Without skipping anything, write out each record below exactly.

━━ Information supplied ━━

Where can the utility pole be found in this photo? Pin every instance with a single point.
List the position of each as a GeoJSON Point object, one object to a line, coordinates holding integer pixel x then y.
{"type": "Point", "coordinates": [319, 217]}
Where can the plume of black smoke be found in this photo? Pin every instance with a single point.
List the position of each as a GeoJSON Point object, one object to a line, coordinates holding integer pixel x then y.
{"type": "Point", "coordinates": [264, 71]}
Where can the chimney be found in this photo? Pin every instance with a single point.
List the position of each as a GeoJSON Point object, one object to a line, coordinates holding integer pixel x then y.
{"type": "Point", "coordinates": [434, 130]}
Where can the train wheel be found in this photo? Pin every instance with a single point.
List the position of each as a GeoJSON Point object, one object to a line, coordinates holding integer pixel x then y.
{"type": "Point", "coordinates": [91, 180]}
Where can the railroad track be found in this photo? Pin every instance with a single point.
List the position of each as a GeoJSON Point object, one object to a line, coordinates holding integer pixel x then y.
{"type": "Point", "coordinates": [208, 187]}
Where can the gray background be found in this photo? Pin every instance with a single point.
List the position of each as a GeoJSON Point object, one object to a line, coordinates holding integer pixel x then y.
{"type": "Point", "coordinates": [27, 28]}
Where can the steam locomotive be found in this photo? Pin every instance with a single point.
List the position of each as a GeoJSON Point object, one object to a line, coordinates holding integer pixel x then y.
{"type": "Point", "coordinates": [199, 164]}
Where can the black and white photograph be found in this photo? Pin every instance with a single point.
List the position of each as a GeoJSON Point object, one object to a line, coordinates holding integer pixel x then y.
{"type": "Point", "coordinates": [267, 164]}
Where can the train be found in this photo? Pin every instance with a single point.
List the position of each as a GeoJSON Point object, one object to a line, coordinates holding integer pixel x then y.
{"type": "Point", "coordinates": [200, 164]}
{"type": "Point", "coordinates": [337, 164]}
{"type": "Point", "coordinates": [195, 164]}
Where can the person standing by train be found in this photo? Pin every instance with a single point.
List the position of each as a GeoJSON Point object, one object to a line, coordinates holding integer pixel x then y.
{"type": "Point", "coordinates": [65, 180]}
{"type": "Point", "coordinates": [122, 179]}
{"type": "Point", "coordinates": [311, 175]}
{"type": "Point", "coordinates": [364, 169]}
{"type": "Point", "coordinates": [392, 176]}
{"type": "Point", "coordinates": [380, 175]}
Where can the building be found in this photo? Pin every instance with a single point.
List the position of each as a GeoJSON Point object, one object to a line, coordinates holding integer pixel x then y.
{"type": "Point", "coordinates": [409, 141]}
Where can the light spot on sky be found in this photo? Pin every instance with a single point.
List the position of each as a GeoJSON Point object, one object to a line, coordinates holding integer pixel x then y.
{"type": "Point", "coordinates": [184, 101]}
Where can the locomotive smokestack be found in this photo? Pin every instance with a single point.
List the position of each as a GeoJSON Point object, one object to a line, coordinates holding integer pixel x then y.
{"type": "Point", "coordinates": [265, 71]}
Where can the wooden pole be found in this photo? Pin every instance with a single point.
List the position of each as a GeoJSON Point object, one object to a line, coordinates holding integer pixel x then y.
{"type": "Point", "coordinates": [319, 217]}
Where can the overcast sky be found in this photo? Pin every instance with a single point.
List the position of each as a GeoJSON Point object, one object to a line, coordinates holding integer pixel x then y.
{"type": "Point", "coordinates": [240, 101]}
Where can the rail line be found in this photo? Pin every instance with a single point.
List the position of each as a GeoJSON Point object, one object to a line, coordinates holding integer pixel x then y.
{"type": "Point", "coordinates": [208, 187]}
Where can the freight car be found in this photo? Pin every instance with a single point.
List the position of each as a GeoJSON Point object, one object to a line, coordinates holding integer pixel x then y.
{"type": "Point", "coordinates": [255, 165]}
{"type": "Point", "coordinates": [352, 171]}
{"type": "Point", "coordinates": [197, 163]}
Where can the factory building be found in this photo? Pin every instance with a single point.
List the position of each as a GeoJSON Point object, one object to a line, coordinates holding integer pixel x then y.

━━━

- **Result of the task**:
Where can the utility pole be found in this photo? Pin every instance with a single point.
List the position of each as a GeoJSON Point object, one object to a line, coordinates holding integer pixel x then y.
{"type": "Point", "coordinates": [319, 217]}
Where can the plume of black smoke be found in this photo? Pin every instance with a single point.
List the position of each as a GeoJSON Point object, one object to a line, coordinates holding integer pixel x then y.
{"type": "Point", "coordinates": [264, 71]}
Where can the chimney be found in this photo? Pin every instance with a single point.
List the position of each as a GeoJSON Point object, one object to a line, coordinates holding integer pixel x then y.
{"type": "Point", "coordinates": [434, 130]}
Where can the train wheel be found in this photo? Pin every instance with a single point.
List the position of each as a GeoJSON Point object, one object to a line, coordinates holding integer pixel x then y.
{"type": "Point", "coordinates": [91, 180]}
Where can the railroad track be found in this photo? Pin every instance with a single point.
List the position of each as a GeoJSON Point object, one object to a line, coordinates holding integer pixel x then y.
{"type": "Point", "coordinates": [208, 187]}
Where can the gray background be found in this photo? Pin every instance with a single point.
List the position of each as a GeoJSON Point object, one object to a line, coordinates holding integer pixel x then y.
{"type": "Point", "coordinates": [27, 28]}
Where can the steam locomotive be found in this photo? Pin every instance with a single point.
List the position of each as a GeoJSON Point object, one object to a line, coordinates holding integer pixel x then y.
{"type": "Point", "coordinates": [199, 164]}
Where can the black and white photograph be found in this photo? Pin every instance with a single point.
List the position of each as a GeoJSON Point object, one object to a line, coordinates holding integer pixel x then y.
{"type": "Point", "coordinates": [267, 164]}
Where can the train be found in this photo? Pin every instance with a single point.
List the position of each as a GeoJSON Point object, one object to a line, coordinates holding integer pixel x then y.
{"type": "Point", "coordinates": [200, 164]}
{"type": "Point", "coordinates": [337, 164]}
{"type": "Point", "coordinates": [195, 164]}
Where can the person standing by train be found in this photo? Pin every instance with a single point.
List the position of each as a GeoJSON Point object, one object to a line, coordinates holding integer pixel x then y.
{"type": "Point", "coordinates": [65, 180]}
{"type": "Point", "coordinates": [122, 179]}
{"type": "Point", "coordinates": [311, 175]}
{"type": "Point", "coordinates": [364, 169]}
{"type": "Point", "coordinates": [392, 176]}
{"type": "Point", "coordinates": [380, 175]}
Where can the building be found in this photo? Pin every instance with a single point.
List the position of each as a GeoJSON Point object, one object to a line, coordinates holding integer pixel x then y.
{"type": "Point", "coordinates": [409, 141]}
Where can the light spot on sky be found in this photo? Pin every instance with a single point.
List the position of each as a GeoJSON Point object, one object to a line, coordinates holding integer pixel x then y.
{"type": "Point", "coordinates": [184, 101]}
Where can the locomotive smokestack be found in this photo? Pin every instance with a single point.
List the position of each as a GeoJSON Point object, one object to a line, coordinates holding integer pixel x then y.
{"type": "Point", "coordinates": [265, 71]}
Where can the wooden pole be found in this photo? Pin every instance with a single point.
List the position of each as a GeoJSON Point object, one object to a line, coordinates holding integer pixel x then y.
{"type": "Point", "coordinates": [319, 217]}
Where can the overcast sky be found in this photo? Pin every instance with a single point.
List the position of each as a GeoJSON Point object, one object to a line, coordinates holding integer pixel x then y.
{"type": "Point", "coordinates": [240, 101]}
Where can the rail line be found in this photo? Pin every instance with a single point.
List the position of each as a GeoJSON Point object, one object to a line, coordinates holding integer pixel x then y.
{"type": "Point", "coordinates": [208, 187]}
Where can the freight car be found in this photo? Pin every instance with a single point.
List the position of each as a GeoJSON Point object, one object to a line, coordinates holding integer pixel x then y.
{"type": "Point", "coordinates": [255, 165]}
{"type": "Point", "coordinates": [352, 171]}
{"type": "Point", "coordinates": [197, 163]}
Where can the factory building be found in this photo? Pin every instance with a single point.
List the position of each as a GeoJSON Point object, one object to a line, coordinates holding integer pixel x then y.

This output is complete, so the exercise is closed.